== AIM ==
Write out the lines of the records again, replacing "bounding_box" with "bbox" everywhere and leaving everything else the same. Leave out the pictures.

[START OF THE INPUT]

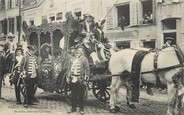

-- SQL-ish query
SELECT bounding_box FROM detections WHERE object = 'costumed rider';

[162,37,174,49]
[12,46,26,104]
[25,45,38,107]
[0,45,5,99]
[91,20,111,64]
[67,46,90,114]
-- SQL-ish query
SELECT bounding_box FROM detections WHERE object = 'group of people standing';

[67,14,109,114]
[0,40,38,107]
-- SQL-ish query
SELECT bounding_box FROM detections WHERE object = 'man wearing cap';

[68,46,90,114]
[83,13,94,32]
[93,20,109,44]
[25,45,38,107]
[162,37,174,49]
[13,46,26,104]
[0,45,5,99]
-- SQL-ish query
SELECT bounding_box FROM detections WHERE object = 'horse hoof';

[109,108,117,113]
[115,106,120,112]
[128,104,136,109]
[127,102,130,106]
[147,91,153,96]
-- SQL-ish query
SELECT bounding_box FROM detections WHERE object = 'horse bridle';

[141,46,184,74]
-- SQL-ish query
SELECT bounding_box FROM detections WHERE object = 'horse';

[109,47,184,115]
[3,42,14,86]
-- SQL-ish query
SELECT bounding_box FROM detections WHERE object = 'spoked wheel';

[92,81,110,102]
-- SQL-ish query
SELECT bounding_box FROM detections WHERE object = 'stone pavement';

[0,77,167,115]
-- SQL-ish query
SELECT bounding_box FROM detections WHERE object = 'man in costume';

[25,45,38,107]
[68,46,90,114]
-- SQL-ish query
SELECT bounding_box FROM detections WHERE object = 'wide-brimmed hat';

[27,45,37,51]
[165,37,174,41]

[END OF THE INPUT]

== THE REPLY ==
-- SQL-ish query
SELECT bbox FROM detections WHERE object = 'costumed rider';

[162,37,174,49]
[12,46,26,104]
[25,45,38,107]
[0,45,5,99]
[91,20,111,64]
[67,46,90,114]
-- SQL-ish query
SELECT bbox FROM detections WHERE object = 'group of people standing';

[67,14,109,114]
[0,40,38,107]
-- SQL-ish query
SELECT bbox FROM detections WHERE object = 'man wearing cap';

[68,46,90,114]
[83,13,94,32]
[93,20,109,44]
[25,45,38,107]
[162,37,174,49]
[13,46,26,104]
[0,45,5,99]
-- SQL-ish query
SELECT bbox FROM detections WHERE object = 'horse hoof';

[109,108,117,113]
[115,106,120,112]
[128,104,136,109]
[127,102,130,106]
[147,91,153,96]
-- SQL-ish query
SELECT bbox FROM detections WHERE object = 'horse bridle';

[141,46,184,74]
-- SQL-ish query
SELECT bbox FROM detections WHERE object = 'horse';

[109,47,184,115]
[3,42,14,86]
-- SQL-ish query
SELECT bbox FROM detections WHERE object = 'spoked wheel';

[92,81,110,102]
-- SQL-ish query
SELECT bbox FROM detections WHERE object = 'stone pavement';

[0,77,167,115]
-- SQL-ish query
SELECT bbox FROM detections WHERE object = 'man in costume';

[25,45,38,107]
[68,46,90,114]
-- SQL-ish query
SELECT bbox FROM detections WHERE object = 'wide-brimmed hat';

[27,45,37,51]
[165,37,174,41]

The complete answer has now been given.